[23] A Case of Abuse of Superior Position by Eight Non-Life Insurance Companies
KFTC Decision No. 2008-013
Byung-Joon Lee (Professor, Hankuk University of Foreign Studies)
In handling property damage associated with car accidents, eight non-life insurance companies did not pay compensation for car rentals and insurance payouts for indirect loss from automobile depreciation even though this was their obligation under the automobile insurance contracts. Regarding such conduct, the KFTC decided that these insurers provided disadvantages to the victims of the car accidents by unreasonably abusing their superior position on the grounds that the victims had to accept insurance payouts as calculated and paid by the insurers because the victims did not know well about the provision on damage compensation (standards of payouts) under the contracts (information imbalance) as well as indirect damage insurance payments, and that it was not possible for the victims to choose another insurance company for their compensation.

[Stored dataset items]
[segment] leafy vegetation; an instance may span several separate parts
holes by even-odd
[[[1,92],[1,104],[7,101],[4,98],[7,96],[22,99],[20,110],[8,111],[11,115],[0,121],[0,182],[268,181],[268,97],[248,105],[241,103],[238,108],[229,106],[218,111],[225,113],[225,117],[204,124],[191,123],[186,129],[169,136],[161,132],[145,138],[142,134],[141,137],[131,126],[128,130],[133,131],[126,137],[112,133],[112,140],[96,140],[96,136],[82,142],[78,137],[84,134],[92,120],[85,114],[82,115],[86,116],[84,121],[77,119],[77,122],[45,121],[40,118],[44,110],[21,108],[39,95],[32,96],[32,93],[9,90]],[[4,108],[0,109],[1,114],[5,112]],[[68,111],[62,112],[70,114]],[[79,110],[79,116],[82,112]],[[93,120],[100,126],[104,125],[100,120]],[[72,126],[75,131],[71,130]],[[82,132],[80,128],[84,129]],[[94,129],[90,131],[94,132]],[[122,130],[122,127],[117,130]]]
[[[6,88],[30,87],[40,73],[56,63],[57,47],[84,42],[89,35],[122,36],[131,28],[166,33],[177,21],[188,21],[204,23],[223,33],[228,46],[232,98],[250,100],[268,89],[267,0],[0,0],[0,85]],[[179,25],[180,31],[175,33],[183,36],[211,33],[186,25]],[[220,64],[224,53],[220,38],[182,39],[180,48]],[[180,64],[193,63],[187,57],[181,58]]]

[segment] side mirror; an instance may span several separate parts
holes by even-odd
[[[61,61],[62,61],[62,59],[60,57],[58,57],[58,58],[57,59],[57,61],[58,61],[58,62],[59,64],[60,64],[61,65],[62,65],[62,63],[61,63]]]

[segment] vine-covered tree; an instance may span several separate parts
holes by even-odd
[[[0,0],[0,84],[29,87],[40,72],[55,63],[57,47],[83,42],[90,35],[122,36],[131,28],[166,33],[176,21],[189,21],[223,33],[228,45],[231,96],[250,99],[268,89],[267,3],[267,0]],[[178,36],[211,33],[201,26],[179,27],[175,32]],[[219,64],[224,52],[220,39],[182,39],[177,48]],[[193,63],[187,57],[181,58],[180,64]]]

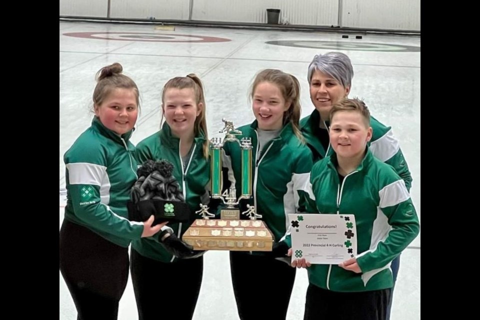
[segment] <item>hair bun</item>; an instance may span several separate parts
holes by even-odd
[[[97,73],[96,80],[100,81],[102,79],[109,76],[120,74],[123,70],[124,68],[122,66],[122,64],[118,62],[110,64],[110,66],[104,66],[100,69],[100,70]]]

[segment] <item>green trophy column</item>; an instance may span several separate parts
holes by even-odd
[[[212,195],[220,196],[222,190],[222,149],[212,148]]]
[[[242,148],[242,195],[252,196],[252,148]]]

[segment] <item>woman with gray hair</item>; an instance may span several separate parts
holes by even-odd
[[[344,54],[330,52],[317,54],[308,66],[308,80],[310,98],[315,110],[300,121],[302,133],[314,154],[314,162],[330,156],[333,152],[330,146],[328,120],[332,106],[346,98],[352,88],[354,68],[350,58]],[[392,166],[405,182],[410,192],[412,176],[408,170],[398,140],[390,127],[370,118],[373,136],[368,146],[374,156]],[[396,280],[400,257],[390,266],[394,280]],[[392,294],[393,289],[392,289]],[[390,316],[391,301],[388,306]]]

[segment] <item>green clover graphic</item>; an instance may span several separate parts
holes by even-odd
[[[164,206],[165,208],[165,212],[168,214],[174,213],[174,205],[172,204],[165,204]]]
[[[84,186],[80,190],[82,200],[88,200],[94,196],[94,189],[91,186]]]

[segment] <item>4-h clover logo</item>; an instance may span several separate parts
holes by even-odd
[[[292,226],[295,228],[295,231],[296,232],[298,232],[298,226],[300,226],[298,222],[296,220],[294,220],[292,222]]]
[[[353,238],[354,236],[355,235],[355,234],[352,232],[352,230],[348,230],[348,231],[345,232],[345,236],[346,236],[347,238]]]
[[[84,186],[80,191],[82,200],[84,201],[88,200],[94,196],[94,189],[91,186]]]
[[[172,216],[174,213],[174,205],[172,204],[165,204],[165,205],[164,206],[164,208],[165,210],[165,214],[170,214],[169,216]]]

* * *

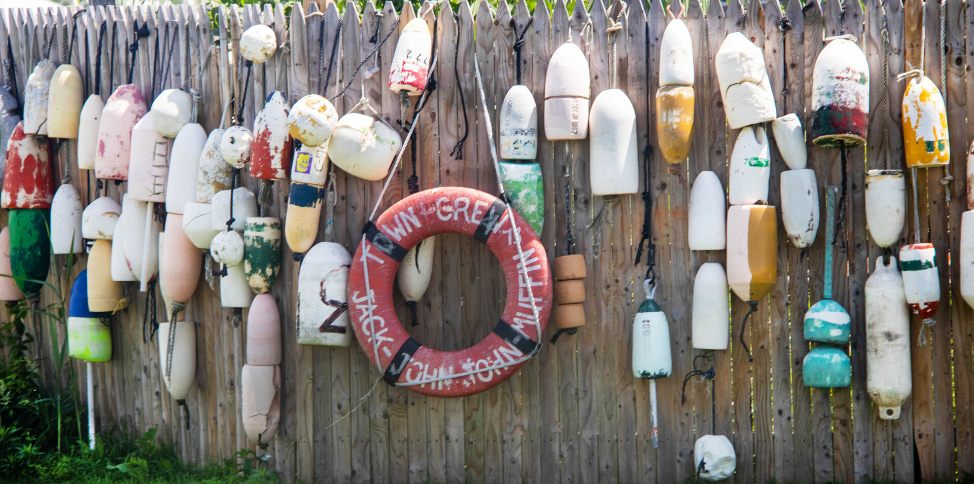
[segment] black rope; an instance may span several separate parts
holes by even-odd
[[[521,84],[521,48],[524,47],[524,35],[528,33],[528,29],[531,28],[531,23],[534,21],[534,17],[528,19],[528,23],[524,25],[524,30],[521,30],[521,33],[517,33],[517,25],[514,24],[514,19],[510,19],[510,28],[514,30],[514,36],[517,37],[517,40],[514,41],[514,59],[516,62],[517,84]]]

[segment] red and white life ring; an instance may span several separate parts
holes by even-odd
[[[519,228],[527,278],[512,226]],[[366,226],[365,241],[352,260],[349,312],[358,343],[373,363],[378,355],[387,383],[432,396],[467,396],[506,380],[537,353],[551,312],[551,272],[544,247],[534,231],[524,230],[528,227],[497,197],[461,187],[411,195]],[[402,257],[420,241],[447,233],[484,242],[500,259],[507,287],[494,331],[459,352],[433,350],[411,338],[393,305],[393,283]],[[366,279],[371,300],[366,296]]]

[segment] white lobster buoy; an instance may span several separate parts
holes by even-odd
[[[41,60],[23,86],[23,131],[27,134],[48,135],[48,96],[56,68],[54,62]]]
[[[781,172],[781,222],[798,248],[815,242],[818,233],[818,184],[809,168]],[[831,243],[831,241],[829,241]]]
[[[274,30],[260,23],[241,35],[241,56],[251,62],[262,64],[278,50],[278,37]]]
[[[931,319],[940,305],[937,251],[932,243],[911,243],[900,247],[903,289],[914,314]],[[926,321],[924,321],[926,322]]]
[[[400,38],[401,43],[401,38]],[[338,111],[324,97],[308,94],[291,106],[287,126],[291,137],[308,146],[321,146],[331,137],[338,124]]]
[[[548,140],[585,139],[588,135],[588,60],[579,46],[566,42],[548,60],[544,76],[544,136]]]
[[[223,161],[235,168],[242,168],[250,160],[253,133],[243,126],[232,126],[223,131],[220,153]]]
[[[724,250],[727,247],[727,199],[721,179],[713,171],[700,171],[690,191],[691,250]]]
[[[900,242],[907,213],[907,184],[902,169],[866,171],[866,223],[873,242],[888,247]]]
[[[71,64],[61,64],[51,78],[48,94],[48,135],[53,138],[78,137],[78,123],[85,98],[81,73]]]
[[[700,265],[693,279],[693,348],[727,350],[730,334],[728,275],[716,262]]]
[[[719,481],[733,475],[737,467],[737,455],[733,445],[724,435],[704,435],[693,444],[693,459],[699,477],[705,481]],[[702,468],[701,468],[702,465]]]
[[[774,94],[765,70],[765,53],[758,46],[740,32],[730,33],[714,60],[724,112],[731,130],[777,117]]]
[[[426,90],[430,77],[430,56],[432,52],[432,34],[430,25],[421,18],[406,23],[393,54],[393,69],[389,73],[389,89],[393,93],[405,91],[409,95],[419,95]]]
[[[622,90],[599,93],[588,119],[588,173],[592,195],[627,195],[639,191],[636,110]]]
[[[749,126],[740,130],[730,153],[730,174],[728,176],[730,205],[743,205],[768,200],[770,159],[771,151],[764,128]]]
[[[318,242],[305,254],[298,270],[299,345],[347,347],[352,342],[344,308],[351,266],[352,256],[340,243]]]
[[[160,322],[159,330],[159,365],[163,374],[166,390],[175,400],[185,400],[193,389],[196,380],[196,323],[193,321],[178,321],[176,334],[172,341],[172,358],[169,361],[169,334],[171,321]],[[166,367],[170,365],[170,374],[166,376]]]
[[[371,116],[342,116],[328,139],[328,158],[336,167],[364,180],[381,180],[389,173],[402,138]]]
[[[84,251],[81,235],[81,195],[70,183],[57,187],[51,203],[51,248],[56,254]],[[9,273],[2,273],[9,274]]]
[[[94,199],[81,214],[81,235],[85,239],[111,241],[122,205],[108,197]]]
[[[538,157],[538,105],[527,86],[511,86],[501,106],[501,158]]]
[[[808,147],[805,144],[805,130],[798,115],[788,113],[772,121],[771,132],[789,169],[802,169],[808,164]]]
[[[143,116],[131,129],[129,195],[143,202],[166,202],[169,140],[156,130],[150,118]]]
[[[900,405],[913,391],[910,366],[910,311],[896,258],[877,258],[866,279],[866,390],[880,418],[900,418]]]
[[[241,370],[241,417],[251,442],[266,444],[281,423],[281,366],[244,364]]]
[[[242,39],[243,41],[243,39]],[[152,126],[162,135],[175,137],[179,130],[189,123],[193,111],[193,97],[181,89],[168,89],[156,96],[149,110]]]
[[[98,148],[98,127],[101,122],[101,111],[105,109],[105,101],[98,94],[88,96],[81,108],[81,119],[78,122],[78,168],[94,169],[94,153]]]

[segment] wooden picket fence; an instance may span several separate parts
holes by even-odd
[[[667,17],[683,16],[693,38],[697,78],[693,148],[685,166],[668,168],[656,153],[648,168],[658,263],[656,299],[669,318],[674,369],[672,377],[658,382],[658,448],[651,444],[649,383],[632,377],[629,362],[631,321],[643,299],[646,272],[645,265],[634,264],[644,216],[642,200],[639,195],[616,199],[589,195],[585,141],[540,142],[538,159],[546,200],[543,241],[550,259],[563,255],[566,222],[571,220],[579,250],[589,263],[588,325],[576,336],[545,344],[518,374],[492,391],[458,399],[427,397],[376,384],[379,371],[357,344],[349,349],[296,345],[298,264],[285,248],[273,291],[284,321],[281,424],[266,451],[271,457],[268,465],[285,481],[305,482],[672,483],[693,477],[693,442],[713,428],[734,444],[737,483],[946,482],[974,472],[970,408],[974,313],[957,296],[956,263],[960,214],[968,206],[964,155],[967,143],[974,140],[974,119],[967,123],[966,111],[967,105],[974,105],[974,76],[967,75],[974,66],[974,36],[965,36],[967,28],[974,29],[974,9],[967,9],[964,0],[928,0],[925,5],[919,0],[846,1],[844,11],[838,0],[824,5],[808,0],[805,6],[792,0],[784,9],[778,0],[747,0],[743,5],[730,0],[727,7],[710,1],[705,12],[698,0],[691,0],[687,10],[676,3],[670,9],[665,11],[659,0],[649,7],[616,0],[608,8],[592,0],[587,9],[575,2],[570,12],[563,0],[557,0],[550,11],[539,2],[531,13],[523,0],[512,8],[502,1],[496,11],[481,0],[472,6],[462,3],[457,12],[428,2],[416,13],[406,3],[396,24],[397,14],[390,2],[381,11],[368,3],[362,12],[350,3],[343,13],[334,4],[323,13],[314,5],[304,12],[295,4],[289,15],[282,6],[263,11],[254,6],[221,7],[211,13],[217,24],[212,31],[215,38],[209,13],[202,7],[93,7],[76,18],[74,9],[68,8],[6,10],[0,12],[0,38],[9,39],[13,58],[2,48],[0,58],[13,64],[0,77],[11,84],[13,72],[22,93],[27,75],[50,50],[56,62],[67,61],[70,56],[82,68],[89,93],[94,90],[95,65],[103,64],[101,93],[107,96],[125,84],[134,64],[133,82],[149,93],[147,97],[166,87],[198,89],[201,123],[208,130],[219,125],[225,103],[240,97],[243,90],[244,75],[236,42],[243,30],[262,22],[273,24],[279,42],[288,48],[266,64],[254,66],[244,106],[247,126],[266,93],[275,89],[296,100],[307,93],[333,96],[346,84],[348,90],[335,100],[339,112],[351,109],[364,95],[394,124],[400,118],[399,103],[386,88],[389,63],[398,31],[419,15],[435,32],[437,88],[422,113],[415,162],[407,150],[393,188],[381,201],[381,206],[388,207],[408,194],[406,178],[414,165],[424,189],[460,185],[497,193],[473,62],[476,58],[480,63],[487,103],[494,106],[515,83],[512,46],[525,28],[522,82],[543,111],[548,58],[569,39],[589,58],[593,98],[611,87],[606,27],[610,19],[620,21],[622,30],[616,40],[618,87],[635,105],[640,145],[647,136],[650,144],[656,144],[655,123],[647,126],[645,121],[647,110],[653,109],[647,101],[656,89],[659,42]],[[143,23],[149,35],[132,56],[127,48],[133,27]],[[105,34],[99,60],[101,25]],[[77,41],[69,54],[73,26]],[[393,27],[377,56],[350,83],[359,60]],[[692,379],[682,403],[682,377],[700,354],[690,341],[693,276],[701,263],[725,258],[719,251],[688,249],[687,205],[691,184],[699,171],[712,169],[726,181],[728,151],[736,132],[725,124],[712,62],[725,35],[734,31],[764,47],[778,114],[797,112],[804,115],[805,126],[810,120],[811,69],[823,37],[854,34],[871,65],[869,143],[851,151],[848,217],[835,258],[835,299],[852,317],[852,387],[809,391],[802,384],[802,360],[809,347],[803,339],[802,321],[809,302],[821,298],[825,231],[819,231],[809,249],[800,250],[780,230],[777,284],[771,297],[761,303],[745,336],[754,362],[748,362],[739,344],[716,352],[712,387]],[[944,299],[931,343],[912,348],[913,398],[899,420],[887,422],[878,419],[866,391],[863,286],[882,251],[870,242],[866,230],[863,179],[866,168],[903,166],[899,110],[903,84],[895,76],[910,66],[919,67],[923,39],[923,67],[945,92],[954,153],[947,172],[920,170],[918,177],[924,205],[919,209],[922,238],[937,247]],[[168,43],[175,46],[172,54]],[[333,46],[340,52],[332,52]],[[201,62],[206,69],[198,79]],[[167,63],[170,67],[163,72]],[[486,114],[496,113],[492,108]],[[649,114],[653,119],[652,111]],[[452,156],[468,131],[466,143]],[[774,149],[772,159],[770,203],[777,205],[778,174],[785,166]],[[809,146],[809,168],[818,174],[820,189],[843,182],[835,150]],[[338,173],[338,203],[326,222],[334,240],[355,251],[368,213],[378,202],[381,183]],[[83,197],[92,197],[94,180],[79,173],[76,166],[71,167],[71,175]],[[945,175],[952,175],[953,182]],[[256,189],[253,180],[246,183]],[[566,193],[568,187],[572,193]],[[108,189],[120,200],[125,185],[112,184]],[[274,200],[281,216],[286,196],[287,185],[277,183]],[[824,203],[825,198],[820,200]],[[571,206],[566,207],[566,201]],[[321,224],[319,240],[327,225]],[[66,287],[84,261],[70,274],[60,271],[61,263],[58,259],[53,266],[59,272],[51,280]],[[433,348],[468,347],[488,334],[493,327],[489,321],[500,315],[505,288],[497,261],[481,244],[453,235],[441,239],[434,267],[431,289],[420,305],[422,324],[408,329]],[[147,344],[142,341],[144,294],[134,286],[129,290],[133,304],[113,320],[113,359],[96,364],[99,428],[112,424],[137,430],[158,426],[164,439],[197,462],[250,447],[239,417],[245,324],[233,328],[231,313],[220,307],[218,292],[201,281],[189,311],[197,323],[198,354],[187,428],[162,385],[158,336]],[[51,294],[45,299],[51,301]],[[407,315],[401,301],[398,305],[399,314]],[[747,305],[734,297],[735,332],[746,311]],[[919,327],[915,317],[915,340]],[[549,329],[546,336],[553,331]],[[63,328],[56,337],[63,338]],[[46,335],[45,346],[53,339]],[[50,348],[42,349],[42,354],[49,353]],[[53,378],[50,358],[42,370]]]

[What is being asked]
Retype the whole summary of the insurance abuse case above, word for word.

[Task answer]
[23] A Case of Abuse of Superior Position by Eight Non-Life Insurance Companies
KFTC Decision No. 2008-013
Byung-Joon Lee (Professor, Hankuk University of Foreign Studies)
In handling property damage associated with car accidents, eight non-life insurance companies did not pay compensation for car rentals and insurance payouts for indirect loss from automobile depreciation even though this was their obligation under the automobile insurance contracts. Regarding such conduct, the KFTC decided that these insurers provided disadvantages to the victims of the car accidents by unreasonably abusing their superior position on the grounds that the victims had to accept insurance payouts as calculated and paid by the insurers because the victims did not know well about the provision on damage compensation (standards of payouts) under the contracts (information imbalance) as well as indirect damage insurance payments, and that it was not possible for the victims to choose another insurance company for their compensation.